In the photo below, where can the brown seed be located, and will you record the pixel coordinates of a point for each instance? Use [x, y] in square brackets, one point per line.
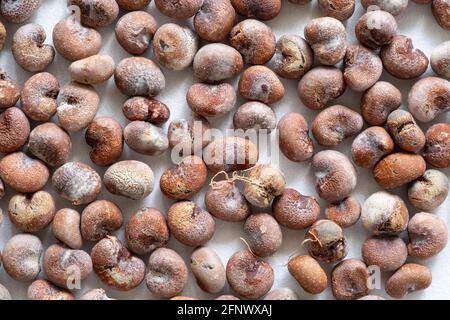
[104, 136]
[208, 270]
[398, 169]
[326, 242]
[386, 252]
[249, 276]
[211, 100]
[143, 109]
[50, 143]
[65, 266]
[66, 228]
[77, 107]
[21, 257]
[327, 38]
[428, 235]
[39, 96]
[146, 231]
[135, 31]
[225, 201]
[167, 273]
[384, 213]
[29, 50]
[349, 280]
[130, 178]
[428, 98]
[320, 86]
[22, 173]
[32, 212]
[379, 101]
[437, 147]
[261, 84]
[115, 265]
[44, 290]
[401, 59]
[77, 182]
[409, 278]
[254, 40]
[308, 273]
[99, 219]
[217, 62]
[294, 210]
[190, 224]
[215, 19]
[14, 130]
[429, 191]
[405, 131]
[74, 41]
[370, 146]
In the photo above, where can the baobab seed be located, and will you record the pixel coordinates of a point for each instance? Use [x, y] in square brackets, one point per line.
[398, 169]
[21, 257]
[249, 276]
[254, 40]
[77, 182]
[14, 130]
[22, 173]
[135, 31]
[386, 252]
[39, 96]
[190, 224]
[409, 278]
[405, 131]
[437, 146]
[66, 228]
[44, 290]
[429, 191]
[261, 84]
[384, 214]
[50, 143]
[225, 201]
[328, 39]
[215, 19]
[211, 100]
[167, 273]
[208, 270]
[376, 29]
[100, 218]
[138, 76]
[130, 178]
[294, 210]
[77, 106]
[143, 109]
[32, 212]
[115, 266]
[308, 273]
[83, 42]
[332, 125]
[319, 86]
[370, 146]
[402, 60]
[217, 62]
[29, 50]
[146, 231]
[349, 280]
[104, 135]
[293, 57]
[428, 235]
[326, 242]
[63, 265]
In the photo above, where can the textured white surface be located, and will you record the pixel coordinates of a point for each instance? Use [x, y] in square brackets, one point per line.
[417, 22]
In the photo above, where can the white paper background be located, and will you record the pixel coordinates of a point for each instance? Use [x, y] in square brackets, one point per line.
[417, 22]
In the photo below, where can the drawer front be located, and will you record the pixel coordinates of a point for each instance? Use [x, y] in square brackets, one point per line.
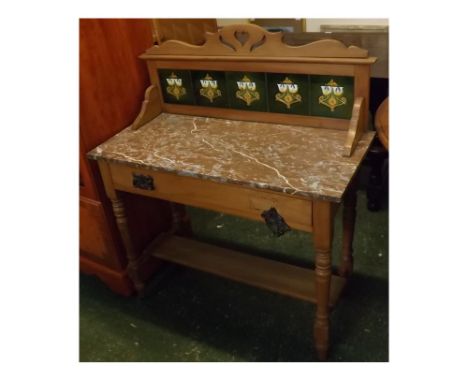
[227, 198]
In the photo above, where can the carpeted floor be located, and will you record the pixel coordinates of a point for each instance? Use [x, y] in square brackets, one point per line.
========================================================================
Given request | Resize the listing from the line holding "In the photo above, where can the white" through the end of the listing, inclusive, by writing those lines out again with the requests unchanged and every pixel coordinate in the answers multiplied by 0.7 and rounded to a whole number, halves rounded up. Leave the pictures out of your answer.

Solution to this task |
In the photo above, where can the white paper background be located, and will you record the pixel coordinates of a point for each instance? Use [x, y] in square brackets, one point per line.
[292, 15]
In the photo below, where can the drawer front be located, and will you record the pixel coordinates of a point for each instance? Use [x, y] in square brackets, one point per line.
[159, 139]
In the photo above, where can the carpeted floor be located, and will you record the pixel coordinates of a point for each instance? Use [x, y] in square brackets, one point per line.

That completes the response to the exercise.